(Data entries)
:::::
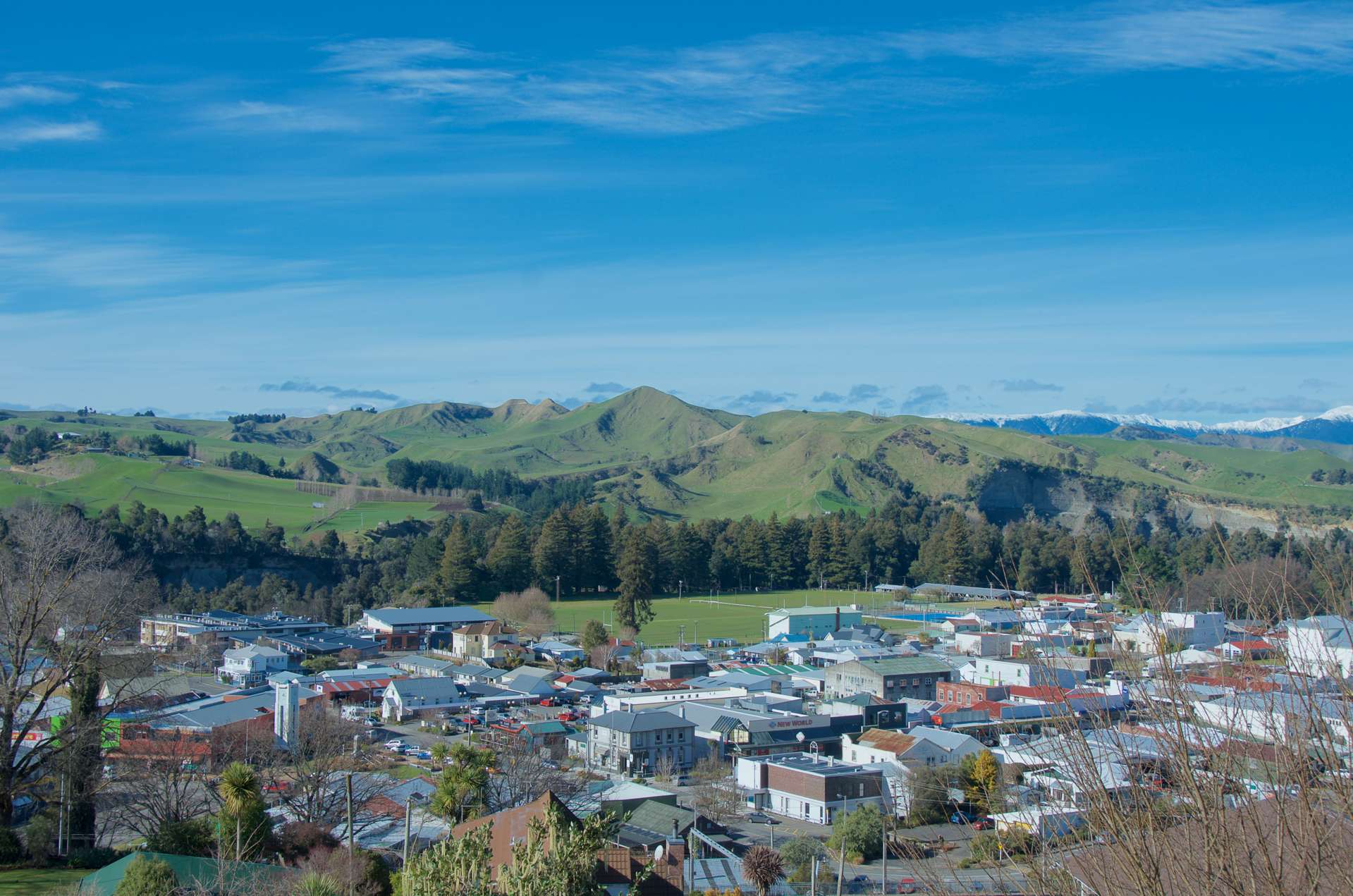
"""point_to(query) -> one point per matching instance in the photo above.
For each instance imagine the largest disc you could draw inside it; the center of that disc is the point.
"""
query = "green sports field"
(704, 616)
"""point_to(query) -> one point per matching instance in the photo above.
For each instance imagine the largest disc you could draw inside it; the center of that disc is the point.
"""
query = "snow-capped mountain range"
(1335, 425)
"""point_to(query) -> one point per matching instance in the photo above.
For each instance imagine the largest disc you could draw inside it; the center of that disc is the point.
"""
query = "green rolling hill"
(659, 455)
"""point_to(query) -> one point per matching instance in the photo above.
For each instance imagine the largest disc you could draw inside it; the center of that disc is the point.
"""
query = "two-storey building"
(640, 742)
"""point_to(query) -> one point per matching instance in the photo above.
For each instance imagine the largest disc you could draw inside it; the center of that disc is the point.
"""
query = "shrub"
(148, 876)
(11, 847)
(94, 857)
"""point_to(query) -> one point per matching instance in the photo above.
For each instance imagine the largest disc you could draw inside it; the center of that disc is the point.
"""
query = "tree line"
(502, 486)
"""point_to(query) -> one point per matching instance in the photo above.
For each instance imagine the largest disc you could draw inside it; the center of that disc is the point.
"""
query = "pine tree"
:::::
What is expected: The records above should be written out exactly, and the images dropped.

The completed task:
"""point_to(query) -> one point per matching instance in the photo above.
For each instance imagine the largest disc you could draw inside it; the center of that disc is the point.
"""
query = "green sports field"
(704, 616)
"""point_to(query) -> one point per matching instance in the photo above.
For each instance imagine the largest disc you could draw inside it; the center of that disc is the point.
"""
query = "snow-capped mountain range"
(1335, 425)
"""point_to(query) -> one point per matching instance in the photo above.
For each instance imagine the largest disc you could draw inside it; the center of that disc is the point.
"""
query = "green rolling hill"
(659, 455)
"""point_to(query) -> one point per matching instance in the photo above.
For each instance imagine the largest disc you could draw inside it; the center of that disc is the point.
"""
query = "two-storey building"
(640, 742)
"""point_to(query) -> one point per matching instance in the photo above.
For each instance imagine the largest disc you could draw inside it; the center of that disc is the point.
"""
query = "shrub"
(148, 876)
(11, 847)
(94, 857)
"""point_to(query) -> one point per matching instance in the photo above.
For each instance imagine the largest disc you could draw inside it; the center of that disc is the point.
"""
query = "tree line"
(502, 486)
"""point_to(query) -> one point per matching instance in the photo above.
For each instance imagine the largest disc you could draw inside it; the center of that disc is the point.
"""
query = "pine tree"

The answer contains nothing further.